WHAT THE TASK REQUIRES >> Type out the data exactly as given. Skip any image.

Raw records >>

»»

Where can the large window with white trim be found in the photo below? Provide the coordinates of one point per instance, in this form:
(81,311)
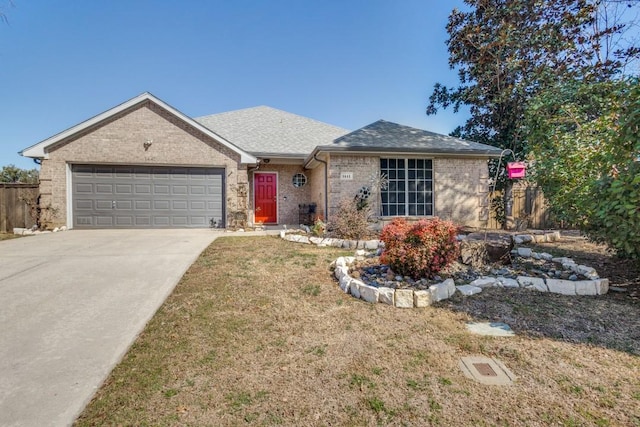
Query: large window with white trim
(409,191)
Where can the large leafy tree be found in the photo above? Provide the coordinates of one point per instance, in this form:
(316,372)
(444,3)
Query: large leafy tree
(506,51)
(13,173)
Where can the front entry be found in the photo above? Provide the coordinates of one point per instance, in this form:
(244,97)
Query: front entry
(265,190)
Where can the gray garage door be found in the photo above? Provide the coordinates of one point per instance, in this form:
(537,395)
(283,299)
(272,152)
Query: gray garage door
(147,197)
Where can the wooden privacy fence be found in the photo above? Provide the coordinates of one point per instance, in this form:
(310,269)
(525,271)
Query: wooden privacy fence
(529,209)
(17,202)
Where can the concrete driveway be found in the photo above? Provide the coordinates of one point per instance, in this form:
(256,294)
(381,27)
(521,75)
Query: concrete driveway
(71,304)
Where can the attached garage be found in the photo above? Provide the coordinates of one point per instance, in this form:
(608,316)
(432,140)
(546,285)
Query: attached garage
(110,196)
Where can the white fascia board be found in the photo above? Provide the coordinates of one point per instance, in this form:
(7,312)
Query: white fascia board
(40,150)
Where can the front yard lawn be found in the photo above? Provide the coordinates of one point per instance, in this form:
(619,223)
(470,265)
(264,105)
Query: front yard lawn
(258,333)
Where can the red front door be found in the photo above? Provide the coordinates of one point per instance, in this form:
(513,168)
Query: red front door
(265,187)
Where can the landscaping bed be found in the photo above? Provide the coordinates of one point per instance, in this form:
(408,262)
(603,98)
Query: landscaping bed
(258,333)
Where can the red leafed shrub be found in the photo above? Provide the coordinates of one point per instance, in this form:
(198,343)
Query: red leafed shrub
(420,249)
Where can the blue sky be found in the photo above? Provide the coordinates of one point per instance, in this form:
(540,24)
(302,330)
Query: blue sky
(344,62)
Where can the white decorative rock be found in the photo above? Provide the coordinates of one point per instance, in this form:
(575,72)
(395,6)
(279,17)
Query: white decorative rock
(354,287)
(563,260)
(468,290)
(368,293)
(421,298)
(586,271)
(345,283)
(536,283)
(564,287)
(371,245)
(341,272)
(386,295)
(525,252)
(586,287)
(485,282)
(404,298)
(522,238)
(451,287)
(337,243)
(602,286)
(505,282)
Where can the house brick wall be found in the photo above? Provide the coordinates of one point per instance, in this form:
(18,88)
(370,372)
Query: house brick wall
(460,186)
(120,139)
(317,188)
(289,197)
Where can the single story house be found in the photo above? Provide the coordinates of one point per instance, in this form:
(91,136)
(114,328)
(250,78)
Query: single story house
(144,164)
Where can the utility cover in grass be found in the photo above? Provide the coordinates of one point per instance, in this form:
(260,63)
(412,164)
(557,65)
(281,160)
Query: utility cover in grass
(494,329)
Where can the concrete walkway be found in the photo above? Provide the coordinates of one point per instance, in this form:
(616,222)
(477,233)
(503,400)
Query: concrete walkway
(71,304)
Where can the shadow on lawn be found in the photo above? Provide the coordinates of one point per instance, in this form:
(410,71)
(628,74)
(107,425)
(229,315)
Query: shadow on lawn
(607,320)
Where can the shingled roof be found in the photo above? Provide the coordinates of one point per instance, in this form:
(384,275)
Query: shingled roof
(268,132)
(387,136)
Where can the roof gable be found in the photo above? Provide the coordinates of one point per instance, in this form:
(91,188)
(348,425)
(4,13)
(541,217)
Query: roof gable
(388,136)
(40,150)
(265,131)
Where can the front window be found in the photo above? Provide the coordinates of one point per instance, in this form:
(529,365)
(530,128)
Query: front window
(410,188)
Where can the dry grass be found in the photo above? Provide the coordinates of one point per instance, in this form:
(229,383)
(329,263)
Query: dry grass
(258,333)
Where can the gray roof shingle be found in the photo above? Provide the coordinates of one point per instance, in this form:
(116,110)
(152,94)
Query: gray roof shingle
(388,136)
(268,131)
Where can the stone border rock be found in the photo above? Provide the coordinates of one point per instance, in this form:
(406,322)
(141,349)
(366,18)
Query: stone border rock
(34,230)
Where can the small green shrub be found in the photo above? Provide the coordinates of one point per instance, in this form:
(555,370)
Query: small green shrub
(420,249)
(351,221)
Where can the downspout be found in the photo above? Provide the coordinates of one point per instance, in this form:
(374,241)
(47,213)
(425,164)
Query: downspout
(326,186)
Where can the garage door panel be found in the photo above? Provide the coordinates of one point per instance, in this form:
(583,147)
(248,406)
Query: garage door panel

««

THE ANSWER >>
Where can the large window with white trim be found in the photo below? Provide the coordinates of one point per instance, in this form:
(81,311)
Query: large window with white trim
(409,191)
Where can the large leafy tree be found in the photo above? Provide the coordinates of one point per instance, in this form:
(316,372)
(444,3)
Query: large leafy tree
(506,51)
(13,173)
Where can the front entry be found in the photo above? Provide the coordinates of one point per instance, in this form:
(244,97)
Query: front entry
(265,190)
Where can the gray garage door be found in the photo above? Provide the coordinates of one point per instance, in this form:
(537,395)
(283,299)
(272,152)
Query: gray garage door
(147,197)
Where can the wooden privacy fence be found in the photo above? Provide the coordinates of one point per instance, in this form:
(310,269)
(525,271)
Query: wooden privacy fence
(529,209)
(17,202)
Where can the concrete driveway be found in the photo above? Provide the coordinates of one point per instance, in this form:
(256,294)
(381,27)
(521,75)
Query: concrete driveway
(71,304)
Where can the attached garage be found in the photo above? Provide the coordinates of one point per instance, in this form:
(608,316)
(432,140)
(546,285)
Query: attached garage
(110,196)
Where can the white fascia board be found in the photo above? Provide the coordinates of one point per instance, in this form:
(7,312)
Query: white fascia board
(40,150)
Where can the front yard lawn be found in the photo above? Provide the coordinates of one point per instance, in this form:
(619,223)
(470,265)
(264,105)
Query: front yard lawn
(258,333)
Where can the red front door be found in the photo above? Provide the coordinates of one point per instance, in this form:
(513,168)
Query: red front door
(265,187)
Where can the landscaping bed be found in the photo above? Provide the coordinates of one point per instance, in this form:
(408,262)
(603,98)
Query: landscaping bed
(258,333)
Where can the red leafed shrub be found in the photo above? Provide the coordinates of one point per instance, in this form:
(198,343)
Query: red leafed shrub
(420,249)
Where can the blue sky be found in the photo above? Provide the coordinates of one point per instance, in this form:
(540,24)
(302,330)
Query: blue sky
(344,62)
Where can the white decorative rock be found in the photo above? Provide the coordinates of one point per instance, in this form:
(575,72)
(395,6)
(279,17)
Query: white decorative rock
(354,287)
(563,260)
(468,290)
(368,293)
(421,298)
(586,271)
(345,283)
(536,283)
(564,287)
(371,245)
(341,272)
(386,295)
(525,252)
(586,287)
(485,282)
(404,298)
(522,238)
(451,287)
(337,243)
(602,286)
(505,282)
Where can the house brick wall be found in the photo above? Provide the coordinates of one point per instance, in this form:
(18,88)
(370,372)
Query: house brick wall
(460,186)
(120,139)
(317,188)
(289,197)
Where can the single story house be found in the photo above? Provide the coordinates of one point per instance, in this form:
(91,136)
(114,328)
(250,78)
Query: single story house
(144,164)
Where can the utility cover in grass be found in the photo above? Provide the coordinates of one point per instance, in this form:
(260,63)
(412,164)
(557,65)
(281,160)
Query: utility cover in grass
(494,329)
Where can the concrete walkway be found in the photo above? Provide the coordinates of one point per instance, in this form:
(616,222)
(477,233)
(503,400)
Query: concrete walkway
(71,304)
Where can the shadow on lawn be found in the photo above? Provide the coordinates of one point per instance, in this form:
(410,71)
(628,74)
(107,425)
(229,315)
Query: shadow on lawn
(607,320)
Where can the shingled roof be found in the photo above? Provide the coordinates of one point per instance, in this form:
(384,275)
Query: shingled roof
(268,132)
(387,136)
Where can the roof gable be found in the photo above? Provide the coordinates of one point per instance, in this form:
(91,188)
(348,425)
(4,13)
(541,217)
Query: roof gable
(388,136)
(40,150)
(265,131)
Where can the front window be found in the photo above? Provide the coordinates of one point per instance, in this form:
(529,365)
(530,128)
Query: front window
(410,188)
Where can the dry grass be found in the photo above? Provide the coordinates of one point per instance, in this form:
(229,383)
(329,263)
Query: dry grass
(258,333)
Where can the gray roof shingle be found in the photo above? Provide the coordinates of one point per instance, in this form:
(116,110)
(152,94)
Query: gray roof shingle
(388,136)
(268,131)
Where can the stone border rock be found in the photo above? Provide the coordinates of one point per instance, in this form:
(406,322)
(141,349)
(366,18)
Query: stone border rock
(34,230)
Where can the small green shrub be found in the photo above? Provide the coordinates of one point per instance, in this form:
(555,370)
Query: small green shrub
(420,249)
(351,221)
Where can the downspout be found in the photo above? Provide the coordinates of one point per instance, in this form:
(374,241)
(47,213)
(425,164)
Query: downspout
(326,186)
Where can the garage door panel be found in the photo above? Provide the coordinates of one point per instance, in this form:
(583,147)
(248,406)
Query: garage door panel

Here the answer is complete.